*GIVEN TEXT*.
Track feeders - I prefer to not solder the rail joiners to allow for expansion and contraction of the layout. And since we don't want to rely on "contact pressure" for our electrical continuity, every piece of track needs to be fed with wires from under the layout.

Paint - For realism, the rail sides need to be painted a brown/black/gray/rust color. This can be done with a brush and water based craft paint. It may take two coats. It wouldn't hurt to wipe the rail down with alcohol first, to remove any oils. Oh... paint the rails after the track is glued down permanently.

Ties - Go look at some real tracks, and notice the tie color. Brand new ties are creosote black, older ties will weather to a gray/silvery color. Try to match what you see by painting each and every tie using a variety of shades. Now, don't get too outrageous, the ties need to blend in, not stick out like sore thumbs.

*SUPPLIED DATA*.
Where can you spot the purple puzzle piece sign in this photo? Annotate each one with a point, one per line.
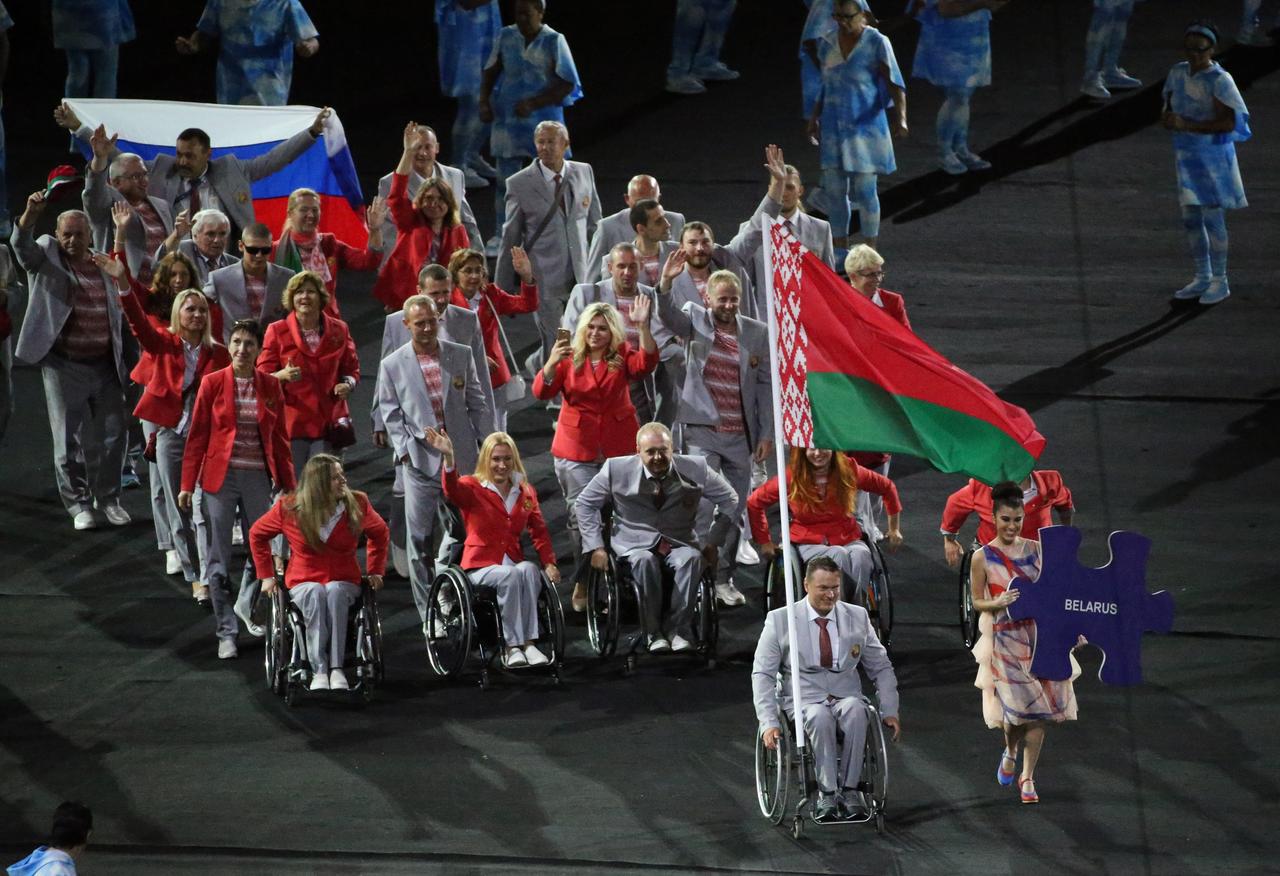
(1109, 606)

*TASK INSTRUCTIONS*.
1. In the track-painting text, substitute "coal black" for "creosote black" and give the passage again, starting with "Ties - Go look" and going on through "like sore thumbs.".
2. List every color the track-painting text gives for painting the rail sides.
Answer from the track-painting text alone.

*ANSWER LIST*.
1.
Ties - Go look at some real tracks, and notice the tie color. Brand new ties are coal black, older ties will weather to a gray/silvery color. Try to match what you see by painting each and every tie using a variety of shades. Now, don't get too outrageous, the ties need to blend in, not stick out like sore thumbs.

2. Brown, black, gray, rust